§ **PASSAGE TO READ**:
Content starts
A Photo Essay by Stephen Freiheit, a Danish photographer
Eight years ago, Thomas Kurek and I met Lama Jigme at a nun´s monastery in the outskirts of Kathmandu. Jigme was born and raised side-by-side with renowned Buddhist meditation master Mingyur Rinpoche in Samagaun village. Also called Sama village, Samagaun village is located in Nubri valley, which is an isolated Nepali area in the Himalayan border of Tibet. It has a population of approximately 1000 villagers from 200 households.
Shortly after meeting Jigme, we started filming and interviewing him for our upcoming documentary on four Tibetan Buddhist monasteries in Nepal (supported by the Danish Center for Culture and Development (DCCD) and Today's Youth Asia (TYA)). It will be aired on national TV channel Nepali NTV Plus. We were fascinated about his work of heading Samagaun Development Foundation, an initiative that promotes healthcare and education for his fellow villagers.
Content ends
§ **DATA FOR REVIEW**:
Content starts
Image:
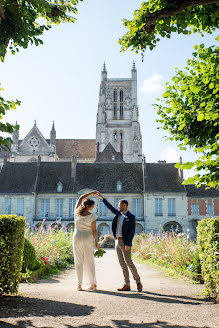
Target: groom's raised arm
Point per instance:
(110, 207)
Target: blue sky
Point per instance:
(60, 80)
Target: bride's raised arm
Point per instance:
(80, 199)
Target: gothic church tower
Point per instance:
(117, 117)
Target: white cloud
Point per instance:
(153, 84)
(170, 154)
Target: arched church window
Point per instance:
(121, 103)
(119, 186)
(115, 103)
(59, 187)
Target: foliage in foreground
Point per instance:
(169, 250)
(23, 22)
(11, 252)
(53, 248)
(6, 105)
(190, 113)
(190, 110)
(208, 243)
(157, 19)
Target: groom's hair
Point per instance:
(124, 201)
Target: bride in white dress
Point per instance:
(83, 240)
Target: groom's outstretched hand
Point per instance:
(99, 194)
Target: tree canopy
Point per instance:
(190, 113)
(160, 18)
(189, 110)
(22, 23)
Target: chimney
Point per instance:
(73, 166)
(180, 171)
(121, 148)
(5, 159)
(38, 160)
(98, 150)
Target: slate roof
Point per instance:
(50, 173)
(193, 191)
(66, 148)
(81, 148)
(29, 177)
(104, 177)
(106, 155)
(18, 177)
(162, 177)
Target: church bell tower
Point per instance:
(118, 116)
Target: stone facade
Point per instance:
(117, 117)
(42, 178)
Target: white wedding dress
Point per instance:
(83, 247)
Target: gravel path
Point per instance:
(164, 303)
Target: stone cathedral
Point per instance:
(117, 117)
(42, 178)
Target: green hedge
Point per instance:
(30, 261)
(208, 243)
(11, 252)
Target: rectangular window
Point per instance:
(59, 207)
(158, 206)
(136, 207)
(72, 203)
(44, 207)
(171, 206)
(8, 205)
(210, 208)
(117, 202)
(103, 208)
(20, 206)
(194, 208)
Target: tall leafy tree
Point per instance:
(22, 23)
(189, 110)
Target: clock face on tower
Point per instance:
(34, 142)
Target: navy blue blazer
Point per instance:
(128, 227)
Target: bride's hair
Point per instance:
(83, 207)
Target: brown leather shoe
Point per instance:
(125, 288)
(139, 286)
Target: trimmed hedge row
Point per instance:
(208, 244)
(11, 252)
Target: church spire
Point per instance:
(53, 135)
(104, 73)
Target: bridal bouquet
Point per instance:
(99, 252)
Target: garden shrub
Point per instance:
(208, 243)
(11, 252)
(107, 241)
(30, 261)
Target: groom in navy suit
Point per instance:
(123, 228)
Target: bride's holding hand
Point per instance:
(83, 239)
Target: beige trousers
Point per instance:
(125, 261)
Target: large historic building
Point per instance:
(42, 178)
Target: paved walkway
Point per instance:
(164, 303)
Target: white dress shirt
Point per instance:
(119, 224)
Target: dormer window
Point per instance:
(59, 187)
(119, 186)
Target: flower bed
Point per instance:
(53, 248)
(169, 250)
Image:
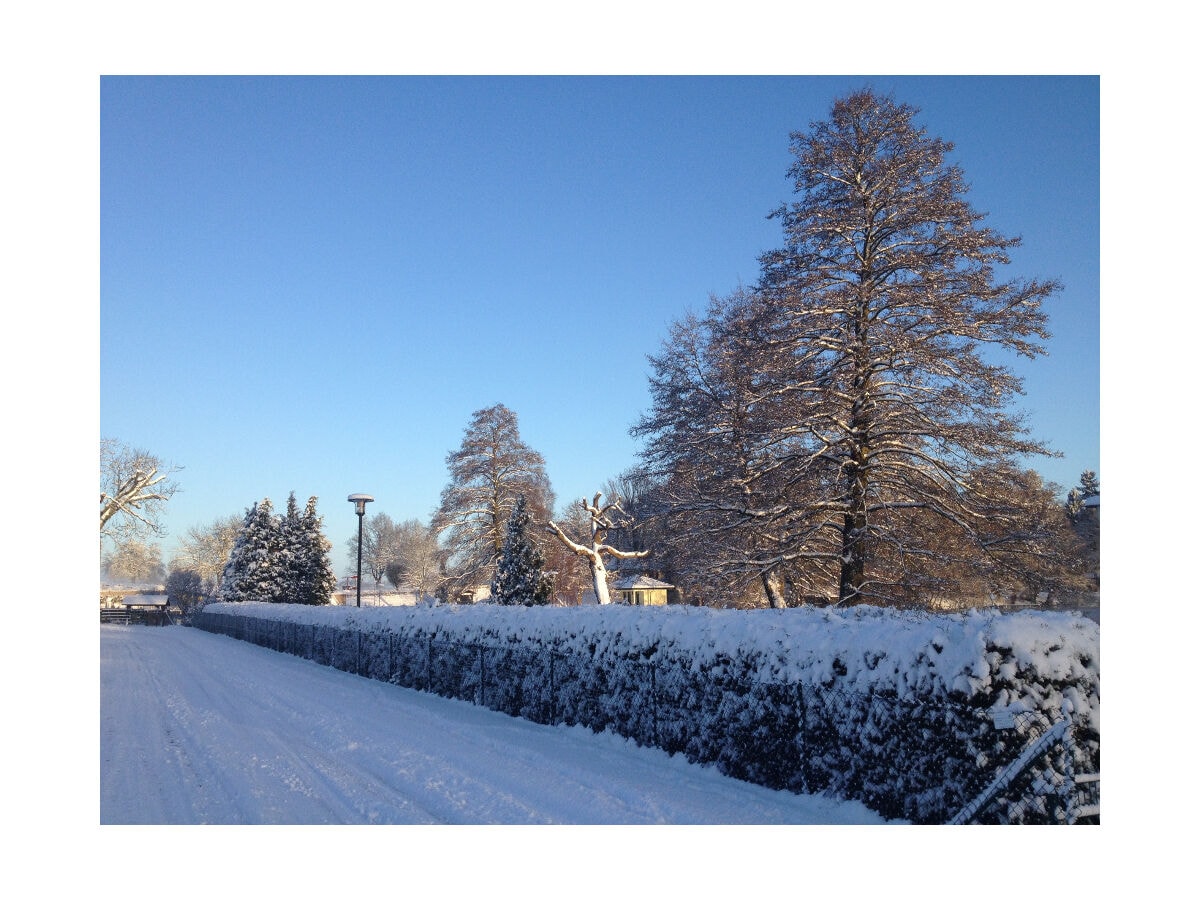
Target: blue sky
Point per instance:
(311, 283)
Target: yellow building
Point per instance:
(642, 591)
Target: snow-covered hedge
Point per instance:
(909, 712)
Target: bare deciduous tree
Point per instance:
(487, 473)
(205, 550)
(885, 294)
(135, 563)
(133, 487)
(601, 520)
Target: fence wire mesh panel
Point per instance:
(925, 762)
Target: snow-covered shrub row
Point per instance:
(893, 708)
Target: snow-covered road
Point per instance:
(203, 729)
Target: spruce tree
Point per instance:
(253, 571)
(291, 555)
(1089, 484)
(519, 576)
(317, 580)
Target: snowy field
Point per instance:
(198, 729)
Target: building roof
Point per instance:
(144, 600)
(641, 582)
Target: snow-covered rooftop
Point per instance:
(640, 582)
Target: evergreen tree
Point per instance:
(317, 581)
(1089, 485)
(291, 557)
(519, 576)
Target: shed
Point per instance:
(642, 591)
(147, 609)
Content ends
§ **TASKS TO PERFORM**:
(a) According to the photo essay, approximately how many villagers live in Samagaun village?
(b) Rewrite the photo essay between "A Photo Essay" and "from 200 households.", inclusive, swapping "monastery" for "convent".

§ **ANSWER SECTION**:
(a) Approximately 1000 villagers, from 200 households.

(b)
A Photo Essay by Stephen Freiheit, a Danish photographer
Eight years ago, Thomas Kurek and I met Lama Jigme at a nun´s convent in the outskirts of Kathmandu. Jigme was born and raised side-by-side with renowned Buddhist meditation master Mingyur Rinpoche in Samagaun village. Also called Sama village, Samagaun village is located in Nubri valley, which is an isolated Nepali area in the Himalayan border of Tibet. It has a population of approximately 1000 villagers from 200 households.